## Set exercise:
Transcribe every record that appears below, exactly and in full.

## Dataset excerpts:
* START *
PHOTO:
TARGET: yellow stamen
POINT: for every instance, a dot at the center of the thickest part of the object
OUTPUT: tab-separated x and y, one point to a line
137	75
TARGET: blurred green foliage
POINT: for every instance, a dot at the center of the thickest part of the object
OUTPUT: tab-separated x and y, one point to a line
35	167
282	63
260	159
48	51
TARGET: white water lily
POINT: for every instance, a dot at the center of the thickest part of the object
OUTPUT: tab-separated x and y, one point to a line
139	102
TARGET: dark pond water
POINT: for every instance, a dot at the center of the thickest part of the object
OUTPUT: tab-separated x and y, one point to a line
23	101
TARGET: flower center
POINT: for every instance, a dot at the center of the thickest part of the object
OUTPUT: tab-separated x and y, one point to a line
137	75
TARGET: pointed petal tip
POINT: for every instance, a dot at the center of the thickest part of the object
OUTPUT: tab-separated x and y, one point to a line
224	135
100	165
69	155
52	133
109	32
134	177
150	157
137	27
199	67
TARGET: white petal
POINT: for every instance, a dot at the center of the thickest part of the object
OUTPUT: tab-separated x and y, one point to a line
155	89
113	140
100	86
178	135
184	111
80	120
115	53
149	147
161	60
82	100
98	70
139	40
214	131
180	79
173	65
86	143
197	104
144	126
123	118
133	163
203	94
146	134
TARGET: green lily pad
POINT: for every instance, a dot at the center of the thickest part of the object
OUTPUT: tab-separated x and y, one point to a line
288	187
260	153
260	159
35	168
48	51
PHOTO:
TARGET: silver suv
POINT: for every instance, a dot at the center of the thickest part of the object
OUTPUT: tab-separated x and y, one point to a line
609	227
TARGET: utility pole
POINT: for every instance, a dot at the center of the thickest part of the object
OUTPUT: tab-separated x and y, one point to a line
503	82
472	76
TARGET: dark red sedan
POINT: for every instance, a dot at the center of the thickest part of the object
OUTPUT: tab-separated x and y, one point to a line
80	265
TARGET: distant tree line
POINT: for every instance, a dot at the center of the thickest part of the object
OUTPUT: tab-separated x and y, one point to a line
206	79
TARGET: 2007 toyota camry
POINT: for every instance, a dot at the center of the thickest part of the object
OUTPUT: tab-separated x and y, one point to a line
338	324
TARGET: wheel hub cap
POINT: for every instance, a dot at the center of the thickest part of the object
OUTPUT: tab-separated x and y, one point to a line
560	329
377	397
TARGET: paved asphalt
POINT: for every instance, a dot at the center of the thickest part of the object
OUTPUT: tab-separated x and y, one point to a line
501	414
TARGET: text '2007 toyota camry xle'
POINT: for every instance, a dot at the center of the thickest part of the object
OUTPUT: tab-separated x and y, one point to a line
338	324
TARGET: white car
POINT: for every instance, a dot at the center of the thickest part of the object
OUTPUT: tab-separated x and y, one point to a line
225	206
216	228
* END *
## Expected answer:
PHOTO:
TARGET: yellow stamen
POINT: for every instance, a dot at the center of the thickest part of the object
OUTPUT: tab-separated x and y, one point to a line
137	75
TARGET: blurred green foliage
POINT: for every instance, a dot at the center of the thickest part of the object
OUTPUT: tab-separated x and y, one point to a line
35	167
282	63
260	159
48	51
TARGET: white water lily
POINT: for every instance, a dot at the center of the thickest part of the object
OUTPUT: tab-separated x and y, one point to a line
139	102
TARGET: dark pond water
POINT: for every instance, a dot at the center of the thickest part of the object
OUTPUT: tab-separated x and y, one point to a line
23	101
TARGET: flower center
POINT: for every instance, a dot at the center of the thickest part of the object
OUTPUT: tab-separated x and y, one point to a line
137	75
TARGET: pointed petal tip
POINT: for every instance, a dot at the center of the thickest part of the object
OUTPUT: tab-separated x and y, one point to a line
224	135
100	165
69	155
52	133
109	32
134	177
150	157
137	27
199	67
TARGET: white petal
POINT: for every instance, a dot at the center of the thickest part of the object
OUTPUT: tab-separated x and y, one point to a line
155	89
113	140
100	86
178	135
184	111
80	120
115	53
149	147
161	60
82	100
98	70
139	40
214	131
180	79
173	65
86	143
197	104
144	126
123	118
133	163
203	94
146	134
TARGET: green lily pad
POINT: for every instance, a dot at the center of the thickest part of the object
OUTPUT: tab-separated x and y, one point to a line
288	187
260	153
260	159
35	168
48	51
PHOTO:
TARGET: silver suv
POINT: for every instance, a dot at the center of the thickest part of the object
OUTPUT: tab-separated x and y, one point to a line
609	227
TARGET: utility pole
POINT: for every instance, a dot at the center of the thickest part of the object
OUTPUT: tab-separated x and y, one point to a line
503	82
472	76
TARGET: dark red sedan
POINT: for every instance, a dot at the center of the thickest part of the object
OUTPUT: tab-separated x and y, one point to a line
80	265
TARGET: distant tree line
POINT: for every instance, a dot at the center of the thickest part of the object
OUTPUT: tab-separated x and y, one point to a line
206	79
TARGET: 2007 toyota camry
POINT: for every instance, a dot at the center of the thickest part of the object
OUTPUT: tab-separated x and y, one point to a line
338	324
TARGET: wheel hub cap
POINT: for every instance, a dot at the center of the thickest part of the object
OUTPUT: tab-separated x and y, one point to a line
560	329
377	397
TARGET: paved asphalt
POINT: for every instance, a dot at the center of the thickest part of the object
OUTPUT: tab-separated x and y, one point to a line
501	414
TARGET: text '2007 toyota camry xle'
POINT: for every instance, a dot at the center of the thickest part of the object
OUTPUT: tab-separated x and y, one point to a line
338	324
TARGET: white car
POINT: for every instance, a dot at the center of the thickest part of the object
OUTPUT: tab-separated x and y, one point to a line
225	206
216	228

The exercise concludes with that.